### What is required
Your answer should be the full data, transcribed exactly, with no pictures in it.

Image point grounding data
┄┄┄┄┄┄┄┄┄┄

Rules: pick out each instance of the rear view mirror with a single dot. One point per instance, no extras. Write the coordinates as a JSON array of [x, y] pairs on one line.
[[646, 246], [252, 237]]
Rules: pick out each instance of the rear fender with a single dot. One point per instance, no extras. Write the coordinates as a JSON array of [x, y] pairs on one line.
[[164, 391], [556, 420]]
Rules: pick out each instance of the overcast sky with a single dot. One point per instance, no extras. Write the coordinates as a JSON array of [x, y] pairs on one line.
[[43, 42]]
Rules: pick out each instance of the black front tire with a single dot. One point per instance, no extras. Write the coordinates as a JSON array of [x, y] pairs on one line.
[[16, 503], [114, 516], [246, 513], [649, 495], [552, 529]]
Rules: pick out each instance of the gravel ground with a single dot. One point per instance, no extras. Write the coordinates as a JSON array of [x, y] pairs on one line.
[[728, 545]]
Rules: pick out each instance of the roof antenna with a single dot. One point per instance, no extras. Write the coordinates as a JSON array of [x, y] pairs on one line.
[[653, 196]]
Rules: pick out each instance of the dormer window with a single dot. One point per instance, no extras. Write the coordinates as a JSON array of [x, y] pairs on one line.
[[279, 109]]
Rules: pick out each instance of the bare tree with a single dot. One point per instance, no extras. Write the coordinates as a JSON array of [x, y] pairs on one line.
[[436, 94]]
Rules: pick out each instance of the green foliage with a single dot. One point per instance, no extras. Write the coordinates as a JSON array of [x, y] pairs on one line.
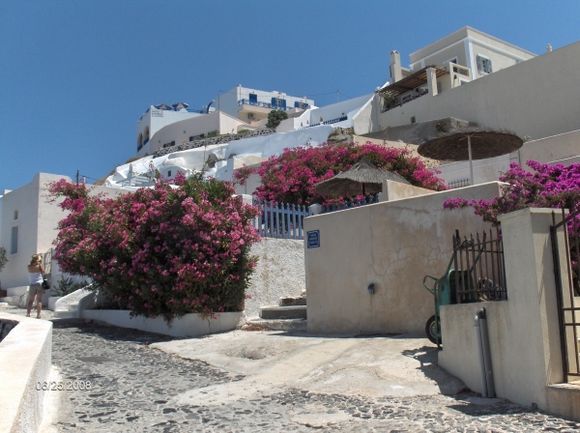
[[275, 117], [65, 286], [3, 258]]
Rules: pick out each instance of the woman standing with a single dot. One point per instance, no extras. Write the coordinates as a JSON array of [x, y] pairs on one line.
[[35, 278]]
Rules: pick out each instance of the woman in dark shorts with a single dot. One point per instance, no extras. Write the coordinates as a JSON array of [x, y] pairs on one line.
[[35, 278]]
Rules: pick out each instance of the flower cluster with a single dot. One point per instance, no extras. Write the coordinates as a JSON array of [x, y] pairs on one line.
[[162, 251], [546, 185], [291, 177]]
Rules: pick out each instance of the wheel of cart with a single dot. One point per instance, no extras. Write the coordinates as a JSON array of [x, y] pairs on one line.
[[453, 287]]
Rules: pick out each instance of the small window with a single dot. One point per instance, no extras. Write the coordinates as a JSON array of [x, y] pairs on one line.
[[14, 241], [483, 65], [279, 103]]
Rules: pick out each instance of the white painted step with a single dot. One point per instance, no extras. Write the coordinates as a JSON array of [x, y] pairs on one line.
[[17, 291]]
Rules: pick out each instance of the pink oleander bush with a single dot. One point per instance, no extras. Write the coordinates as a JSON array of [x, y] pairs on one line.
[[165, 251], [291, 177]]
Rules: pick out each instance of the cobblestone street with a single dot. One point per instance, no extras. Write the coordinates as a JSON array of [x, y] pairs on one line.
[[133, 388]]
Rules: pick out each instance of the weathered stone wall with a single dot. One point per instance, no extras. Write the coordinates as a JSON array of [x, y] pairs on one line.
[[5, 327], [279, 273]]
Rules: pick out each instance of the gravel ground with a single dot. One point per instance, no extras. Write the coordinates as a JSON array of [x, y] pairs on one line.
[[133, 389]]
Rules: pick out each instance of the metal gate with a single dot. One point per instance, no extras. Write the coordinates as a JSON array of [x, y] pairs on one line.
[[565, 237]]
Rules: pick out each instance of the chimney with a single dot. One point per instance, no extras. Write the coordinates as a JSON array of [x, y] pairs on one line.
[[395, 67]]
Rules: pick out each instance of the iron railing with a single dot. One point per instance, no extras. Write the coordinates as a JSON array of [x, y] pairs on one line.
[[567, 277], [478, 262], [347, 204], [280, 220]]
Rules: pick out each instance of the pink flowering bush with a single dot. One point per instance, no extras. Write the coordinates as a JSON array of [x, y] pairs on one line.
[[164, 251], [291, 177], [546, 185]]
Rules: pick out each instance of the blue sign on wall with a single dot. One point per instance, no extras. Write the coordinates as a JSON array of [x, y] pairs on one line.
[[313, 239]]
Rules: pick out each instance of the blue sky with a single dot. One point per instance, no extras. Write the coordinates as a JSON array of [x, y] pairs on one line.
[[75, 75]]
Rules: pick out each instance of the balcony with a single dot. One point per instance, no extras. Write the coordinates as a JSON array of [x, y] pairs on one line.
[[266, 105]]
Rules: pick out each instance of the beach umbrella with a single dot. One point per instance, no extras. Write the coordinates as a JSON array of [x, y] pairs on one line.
[[362, 178], [469, 144]]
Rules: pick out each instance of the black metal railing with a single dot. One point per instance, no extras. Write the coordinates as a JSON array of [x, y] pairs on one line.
[[347, 204], [479, 269], [565, 237]]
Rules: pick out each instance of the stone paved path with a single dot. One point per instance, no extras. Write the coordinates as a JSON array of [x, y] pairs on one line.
[[133, 386]]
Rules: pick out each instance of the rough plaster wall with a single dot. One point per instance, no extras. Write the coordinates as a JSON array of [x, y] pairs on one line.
[[279, 273]]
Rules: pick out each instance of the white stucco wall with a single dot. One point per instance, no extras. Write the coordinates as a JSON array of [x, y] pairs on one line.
[[523, 331], [37, 224], [25, 356], [392, 244], [180, 131], [535, 98]]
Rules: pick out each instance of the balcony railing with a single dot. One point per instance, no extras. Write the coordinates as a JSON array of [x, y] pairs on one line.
[[264, 105]]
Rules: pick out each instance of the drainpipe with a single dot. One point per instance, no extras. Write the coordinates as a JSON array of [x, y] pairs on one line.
[[482, 338]]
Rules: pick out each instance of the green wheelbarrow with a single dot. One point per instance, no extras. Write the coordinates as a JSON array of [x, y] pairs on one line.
[[444, 289]]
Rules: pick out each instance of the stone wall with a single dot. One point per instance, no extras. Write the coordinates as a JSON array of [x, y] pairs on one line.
[[279, 273], [391, 245], [5, 327]]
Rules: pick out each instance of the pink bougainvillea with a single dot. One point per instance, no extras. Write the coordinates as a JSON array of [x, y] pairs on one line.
[[545, 185], [291, 177], [162, 251]]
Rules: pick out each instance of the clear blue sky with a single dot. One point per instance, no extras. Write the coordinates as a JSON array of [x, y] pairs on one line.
[[75, 75]]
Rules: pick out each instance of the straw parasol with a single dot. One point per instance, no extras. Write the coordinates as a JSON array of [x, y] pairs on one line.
[[362, 178], [468, 144]]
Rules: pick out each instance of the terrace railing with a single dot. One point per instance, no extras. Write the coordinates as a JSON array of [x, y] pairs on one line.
[[479, 267], [280, 220], [286, 220]]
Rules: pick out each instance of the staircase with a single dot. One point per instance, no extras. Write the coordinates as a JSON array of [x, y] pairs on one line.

┄┄┄┄┄┄┄┄┄┄

### Solved exercise
Rules: pick out each instance of the rear view mirror with a single dot. One point per instance, no extras. Write the coordinates as a JSON array of [x, y] pairs on one line.
[[646, 246], [252, 237]]
Rules: pick out each instance of the rear fender with a single dot. One point per instance, no extras. Write the coordinates as a JSON array of [x, y] pairs on one line.
[[164, 391], [556, 420]]
Rules: pick out each instance of the overcast sky with a single dot. One point per instance, no extras. Write the coordinates as a JSON array of [x, y] pairs on one line.
[[43, 42]]
Rules: pick out each instance of the black front tire with a single dot. One point per instance, no extras. Write the coordinates as a JSON array of [x, y] pairs on one line.
[[16, 503], [114, 516], [246, 513], [649, 495], [552, 529]]
Rules: pick out each instance of the gravel ground with a single dot. One point per instance, no extras. Write the coordinates as a JSON array of [x, y] pairs on one line.
[[728, 545]]
Rules: pick out each instance of the roof antenna with a single dot. One point per instance, no extras. Write the coordinates as a JSON array of [x, y] pairs on one line.
[[653, 196]]
Rules: pick out each instance of the dormer window with a single dot. One point per instance, no extras. Write the coordinates as a JSON array of [x, y] pairs on one line.
[[279, 109]]
Rules: pick out each instance of the bare tree with a single dot. One point per instance, no extras. Write the coordinates as a JSON array of [x, y] pairs on one line.
[[436, 94]]
Rules: pick out each instance of the green foliage with a single dot. One point per instance, no extras. Write the coordinates as a JSON array of [x, y] pairs on one line.
[[275, 117], [65, 286], [3, 258]]
Rules: pick out each instance of the woman standing with a single dot. One point per instance, no extras. Write the coordinates as a JSON array of [x, y] pairs on one line.
[[35, 278]]
Rules: pick out each instance of the woman in dark shorts with a single dot. One point per instance, no extras. Write the coordinates as a JSON array of [x, y] pairs on one line.
[[35, 278]]
Rules: pick out each instance of the flower cluster with a single dot. One point per instance, no extras. Write the coordinates as a JSON array of [x, y] pairs on one line.
[[162, 251], [546, 185], [291, 177]]
Rules: pick out each instance of the wheel of cart with a single dot. One point per instance, no extras. Write the coordinates as a JSON array of [x, y] pairs on one line.
[[453, 287]]
Rules: pick out each instance of the small window with a single dot. One point per instance, no extras. Write the coordinates as a JSON array of [x, y] pairs on one line.
[[14, 241], [483, 65], [279, 103]]
Rules: pick out each instance of the white painted step with a single dot. One point per instance, no extras. Write the coordinates as a JSON array of [x, y] pairs on one line.
[[17, 291]]
Rules: pick out each instance of the pink oleander bush with a single dot. One point per instance, no extras. Write the coordinates as a JSON array of [x, y] pairs on one line.
[[165, 251], [291, 177]]
Rules: pick out each instance of the cobblestone street with a single dot. One point per instance, no extras. Write the coordinates as a JSON array of [x, y] pairs on one line.
[[133, 388]]
Rules: pick out each instance of the weathered stone wall with a single dot. One point per instance, no extras. Write the coordinates as a JSON array of [x, y] pairs on one line.
[[5, 327], [279, 273]]
Rules: pick out each instance of the gravel ground with a single dot. One point per instance, no extras. Write the coordinates as a JSON array of [x, y] pairs on one line.
[[133, 389]]
Rules: pick out each instance of the metal gate with a single dot. One point per instance, no extras. Write the coordinates as a JSON array of [x, y] pairs on one line.
[[565, 237]]
Rules: pick out each instance of the chimney with a single dot. One point per instance, no extras. Write the coordinates as a JSON array of [x, y] pairs on one line.
[[395, 67]]
Rules: pick out each instance of the iron railing with a single dot. One point per instance, no extras. Write the coordinates as a JSON array of [x, y] pairs on one line.
[[567, 277], [478, 262], [347, 204], [280, 220]]
Rules: pick out each instance of the pink flowering bush with a single dot. One point per instance, no extras. Write the coordinates as a JSON array of [x, y] pairs on one line.
[[164, 251], [291, 177], [546, 185]]
Rules: pick out each instance of the blue sign on wall with a single dot. One point per instance, no extras. Write the coordinates as a JSON array of [x, y] pairs on one line.
[[313, 239]]
Rules: pick out each instance of the blue sky with a single dot. One point per instance, no extras. Write the coordinates as a JSON array of [x, y] pairs on one line.
[[75, 75]]
Rules: pick out each instance of the balcony with a single dot. One point per instance, no extras. Write the coordinates as a JSON array of [x, y] pairs on one line.
[[266, 105]]
Rules: pick out each instance of the beach umbrella with a single dot. One point per instance, no extras. Write the coordinates as a JSON array of [x, y] pairs on one line.
[[362, 178], [469, 144]]
Rules: pick out each instance of the black metal railing with a single dot. One point per instance, no extras. Write the coordinates as a JSON array of [x, y] pairs on one line.
[[347, 204], [479, 269], [565, 237]]
Rules: pick out each instance of the stone paved path with a single dot. One point per instance, no extras. Write the coordinates as a JSON array of [x, y] pairs on one line.
[[133, 386]]
Rules: pick out each instance of the rough plaster wall with a single dot. One point per instance, no extras. Write the coordinates as a JSON array of [x, y] pairs on one line.
[[279, 273]]
Rules: pick out each instance of the white stucco wall with a single dot. One point per instance, no extras. Write the coordinates as a JSON array of [x, y] pairs on one line.
[[523, 331], [37, 224], [25, 356], [392, 244], [180, 131], [535, 98]]
Rules: pick out each instance of the balcony railing with a single dot. One point per instance, no extras. Write the coordinates as a JSON array of [x, y] pairs on one line.
[[264, 105]]
Rules: pick out each instance of the drainpipe with a single dot. One point per instance, no extras. Write the coordinates as a JSON array of [x, y] pairs on one line.
[[482, 338]]
Rules: pick out each instance of the green wheelbarrow with a single dot. One point per instance, no extras. Write the coordinates as a JSON array of [x, y] pairs on one line.
[[444, 289]]
Rules: pick out each instance of the stone wall with a single dot. One point per instance, no extras. Write the coordinates as a JSON array of [x, y] pairs on one line.
[[279, 273], [391, 245], [5, 327]]
Rules: pick out each instance of the pink bougainvillea with a single dot. One point per instance, no extras. Write the coordinates as a JSON array of [x, y] pairs on one line.
[[545, 185], [291, 177], [162, 251]]
Rules: pick out each instance of the clear blue sky with a single dot. One point per instance, no extras. Write the coordinates as a JSON array of [x, y] pairs on one line.
[[75, 75]]
Rules: pick out each instance of the straw parasol with a single dot. One point per instance, no extras. Write the coordinates as a JSON array of [x, y] pairs on one line.
[[362, 178], [468, 144]]
Rules: pick out each instance of the terrace railing with a single dot. One point per instance, no extras. Write the coordinates as a JSON array of [x, y] pairs on one line.
[[479, 267], [280, 220], [286, 220]]
Rules: pick out each instance of the staircase with a single dot. One point per instance, no extras. Write the coordinates as a JSON array of [x, y] pairs on one line.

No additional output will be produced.